(What you need to do): Copy every row below, requests included but without the pictures, and shift each bounding-box coordinate in the answer lists up by 8. Keep the numbers in the requests and in their format sample unchanged.

(Data lines):
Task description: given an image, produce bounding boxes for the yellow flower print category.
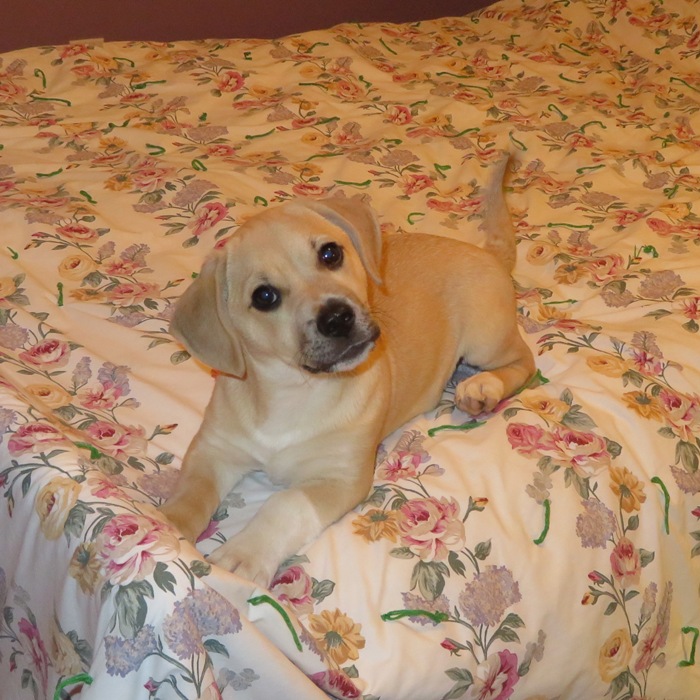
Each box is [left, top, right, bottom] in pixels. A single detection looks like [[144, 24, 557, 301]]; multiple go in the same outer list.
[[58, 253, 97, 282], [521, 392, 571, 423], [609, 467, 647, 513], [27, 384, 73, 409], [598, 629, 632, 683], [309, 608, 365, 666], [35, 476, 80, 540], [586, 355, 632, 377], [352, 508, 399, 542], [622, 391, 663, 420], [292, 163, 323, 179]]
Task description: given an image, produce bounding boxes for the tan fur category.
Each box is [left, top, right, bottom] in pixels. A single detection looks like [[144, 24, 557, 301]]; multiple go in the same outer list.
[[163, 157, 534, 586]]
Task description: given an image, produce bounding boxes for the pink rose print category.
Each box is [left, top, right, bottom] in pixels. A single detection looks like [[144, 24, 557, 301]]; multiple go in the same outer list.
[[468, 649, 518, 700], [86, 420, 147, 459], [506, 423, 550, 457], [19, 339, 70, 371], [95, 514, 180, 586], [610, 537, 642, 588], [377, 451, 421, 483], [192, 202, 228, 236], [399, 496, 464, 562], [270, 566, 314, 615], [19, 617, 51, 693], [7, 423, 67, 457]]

(Reply):
Task description: given an image, produce bounding boxes for the yellow flower print category.
Each box is [left, top, right, bottom] in pixels. A single detection looks like [[144, 24, 557, 301]]; multiple go in the same outer list.
[[66, 261, 105, 290], [529, 400, 579, 431], [617, 475, 655, 521], [35, 392, 81, 417], [606, 637, 640, 691], [317, 616, 373, 674], [43, 484, 88, 548], [594, 363, 640, 385], [360, 516, 407, 550], [630, 399, 671, 428], [300, 171, 331, 187]]
Task description: given an image, produce bounding boxes for the tan fur category.
Each box is [left, top, right, bottom] in pixels. A single detection looks like [[144, 24, 557, 301]]; multiple go in the same outer list.
[[171, 165, 542, 594]]
Task description: given an image, produce bounding boxes for the pink rose print category.
Each box is [left, top, right, bottom] in pixels. A single detection looks like [[144, 24, 557, 301]]; multiple go in the same outer list.
[[476, 657, 526, 708], [94, 428, 155, 467], [514, 431, 558, 465], [27, 347, 78, 379], [103, 522, 188, 594], [618, 545, 650, 596], [385, 459, 429, 491], [200, 210, 236, 244], [407, 504, 472, 570], [278, 574, 322, 623], [27, 625, 59, 701], [15, 431, 75, 465]]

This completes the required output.